Among the entries below, the lines from the one with "task | put a dot on the still" up to and including the one with "task | put a dot on the gray" are to be restated exactly, without pictures.

[Dataset entries]
<<<<

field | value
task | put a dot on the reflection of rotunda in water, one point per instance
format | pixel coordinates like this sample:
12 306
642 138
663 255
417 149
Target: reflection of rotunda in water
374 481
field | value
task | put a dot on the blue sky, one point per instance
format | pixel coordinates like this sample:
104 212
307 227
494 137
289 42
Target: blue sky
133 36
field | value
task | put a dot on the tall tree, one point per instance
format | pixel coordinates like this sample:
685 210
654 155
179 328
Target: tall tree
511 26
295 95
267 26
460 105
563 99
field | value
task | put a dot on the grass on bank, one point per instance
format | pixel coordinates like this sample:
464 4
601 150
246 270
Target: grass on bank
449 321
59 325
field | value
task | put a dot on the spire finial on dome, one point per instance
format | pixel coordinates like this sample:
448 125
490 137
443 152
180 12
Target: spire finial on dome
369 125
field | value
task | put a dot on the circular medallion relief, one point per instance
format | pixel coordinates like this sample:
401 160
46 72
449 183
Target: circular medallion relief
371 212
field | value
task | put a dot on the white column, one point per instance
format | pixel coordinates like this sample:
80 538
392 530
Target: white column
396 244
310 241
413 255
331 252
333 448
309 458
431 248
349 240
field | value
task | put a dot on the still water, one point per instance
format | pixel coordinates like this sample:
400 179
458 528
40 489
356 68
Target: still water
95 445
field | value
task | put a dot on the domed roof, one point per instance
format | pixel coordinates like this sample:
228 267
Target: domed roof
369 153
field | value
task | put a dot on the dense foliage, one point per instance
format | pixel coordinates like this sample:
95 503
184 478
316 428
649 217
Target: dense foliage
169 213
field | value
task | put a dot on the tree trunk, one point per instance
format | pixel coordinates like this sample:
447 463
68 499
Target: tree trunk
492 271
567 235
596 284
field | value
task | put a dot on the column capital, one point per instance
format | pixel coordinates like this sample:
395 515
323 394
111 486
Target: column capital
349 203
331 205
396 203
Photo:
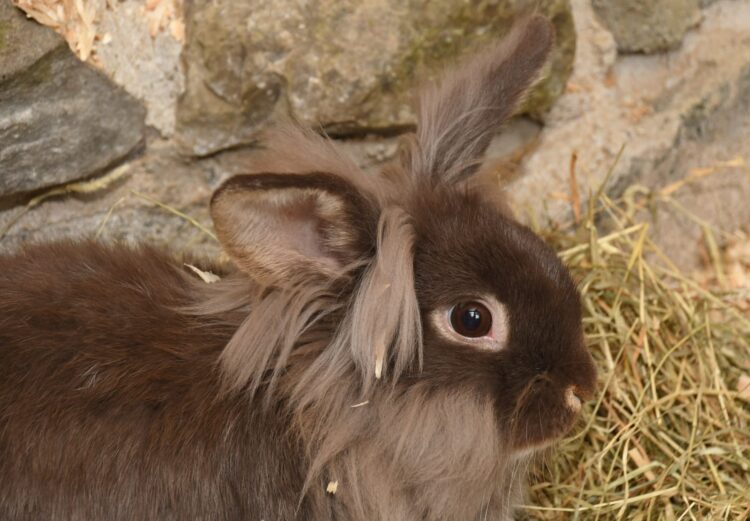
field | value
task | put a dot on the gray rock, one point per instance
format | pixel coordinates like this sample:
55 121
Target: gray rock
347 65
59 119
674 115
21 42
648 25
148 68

>>>>
<<<<

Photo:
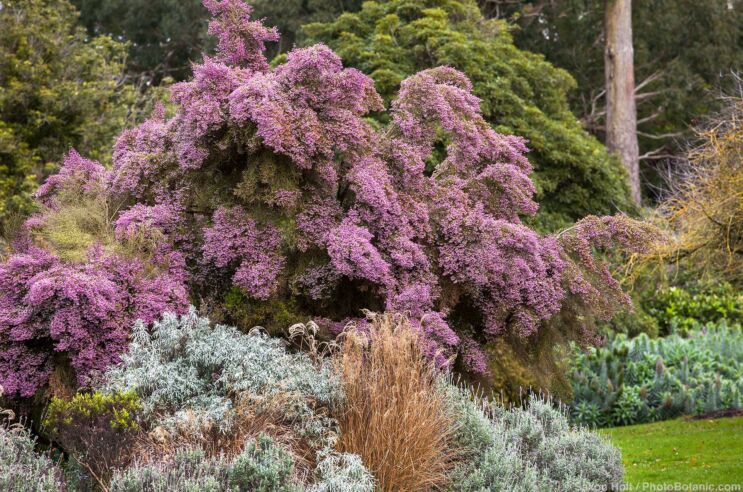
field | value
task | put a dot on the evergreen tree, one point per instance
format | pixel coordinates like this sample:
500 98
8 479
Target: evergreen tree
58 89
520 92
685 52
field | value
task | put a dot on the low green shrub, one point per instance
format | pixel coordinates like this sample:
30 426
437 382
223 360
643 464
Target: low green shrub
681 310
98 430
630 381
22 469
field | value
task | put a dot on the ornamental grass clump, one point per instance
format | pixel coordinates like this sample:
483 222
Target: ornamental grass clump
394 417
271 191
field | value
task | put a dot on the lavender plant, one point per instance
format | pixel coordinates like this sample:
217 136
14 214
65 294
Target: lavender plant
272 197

>>>>

◆ **Reply**
task | put a dot on the still water, one point per instance
format | pixel coordinates like this sample:
400 179
458 528
40 489
356 68
Target: still water
95 445
field | value
task | put a dot on the domed roof, one point per instance
format | pixel coordinates like this sample:
228 267
Target: domed roof
369 153
field | value
task | put a dot on the dense foliage, one point per instance
format | pixel coordinates like this sample:
95 503
184 478
316 428
649 217
Target: dense foliage
169 213
field | value
task | put a dot on the tree trunk, one point per instance
format | pixel coordinates like this sample:
447 463
68 499
Target: tree trunk
492 271
567 235
596 284
field | value
task | put a dot on the column capital, one point per instance
format | pixel coordinates like this sample:
395 515
323 394
111 486
Target: column capital
349 203
331 205
396 203
Photo:
field | value
task | put a dot on the gray rock, one point per instance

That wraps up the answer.